## Work to complete
For each statement below, answer yes or no to whether it agrees with the text on airport land conflicts in Indonesia, and quote the text's deciding words: (a) Kuala Namu Airport was expected to commence operations in 2009; (b) the new Bali airport plan requires 656 hectares, mostly agricultural land; (c) 27 of the protesters injured near the Lombok Airport site were hurt by gunshots.

## Supplied text
========================
A tweet posted on 19th July shows sheep grazing on green fields next to the terminal construction site, in the background is a skyline of piles and pile drivers pushing them into the soil. If Kertajati Aerotropolis progresses as planned this fertile farmland will soon be paved over.

Land conflict and Indonesia’s aviation expansion drive

Recent years have seen several airport-related land tensions and conflicts in Indonesia, in addition to the Kertajati case. About 300 kilometres to the southeast of the Kertajati Airport site, near the south coast of Central Java, Kulon Progo residents have struggled against loss of land and livelihood for a new Yogyakarta airport since 2011. Opposition to land clearance stalled construction of Kuala Namu Airport. It was expected to commence operations in 2009. In May 2013, as the airport prepared for opening, residents were still refusing the compensation on offer for eviction to make way for toll roads serving the airport. A week before the Kuala Namu opened, in July 2013, land disputes continued in five villages and more than 100 residents blockaded an arterial road.

A proposal for a second Bali airport, in the north of the island in the Buleleng Regency, was criticized due to pending displacement of agricultural communities and the sociocultural shock that would be inflicted on nearby villages, leading to an alternative plan for an offshore ‘floating’ airport. Yet the latest report on the new Bali airport plan still entails acquisition of populated land, stating that 656 hectares is required, predominantly residential land. The coastal villages of Pejarakan and Bumberkima would be affected and 3,335 people relocated, in order to offer wealthy tourists ‘panoramic views of white sandy beaches’. The elitist project aims to ‘cater to deep pocketed clients, servicing private jets’. Along with the airport investors intend to build aerotropolis-style development: hotels, restaurants and a yacht port.

In West Papua, dozens of families are refusing to be evicted for development of Manokwari Airport, and Sentani Airport finally agreed to pay compensation for acquisition of customary land in May 2016, after members of the four affected tribes blocked the taxiway with banana trees. In 2013 operations at Sorong Airport were disrupted by a rally demanding compensation for land.

Anti-airport movements in Indonesia are mindful of the long history of state brutality against people protesting confiscation of farmland for Lombok Airport. In the mid-1990s hundreds of families were evicted from 800 hectares of farmland for the airport. Oppression continued and in 23rd August 2005 a further 2,631 people were forcibly evicted for the airport. Then, on 18th September police, without provocation, fired into a crowd of 1,000 people who had gathered to commemorate Indonesia’s National Peasant’s Day and protest construction of Lombok Airport on fertile farmland. Thirty-three protesters were injured, 27 of them by gunshots, six from being beaten by police.

Kertajati aerotropolis is part of a wider Indonesian government drive for massive aviation growth. A target has been set to build 62 new airports over the next 15 years, in particular in isolated areas, which would bring the country’s total number of airports to 299. Inevitably, a number of these new airport projects will impact on rural communities and trigger resistance to displacement.
========================
## Provided data

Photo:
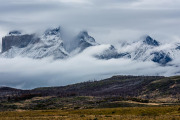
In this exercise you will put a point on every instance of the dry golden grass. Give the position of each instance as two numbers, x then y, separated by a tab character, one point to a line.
129	113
========================
## Written reply
(a) Yes: "It was expected to commence operations in 2009."
(b) No: "656 hectares is required, predominantly residential land."
(c) Yes: "Thirty-three protesters were injured, 27 of them by gunshots"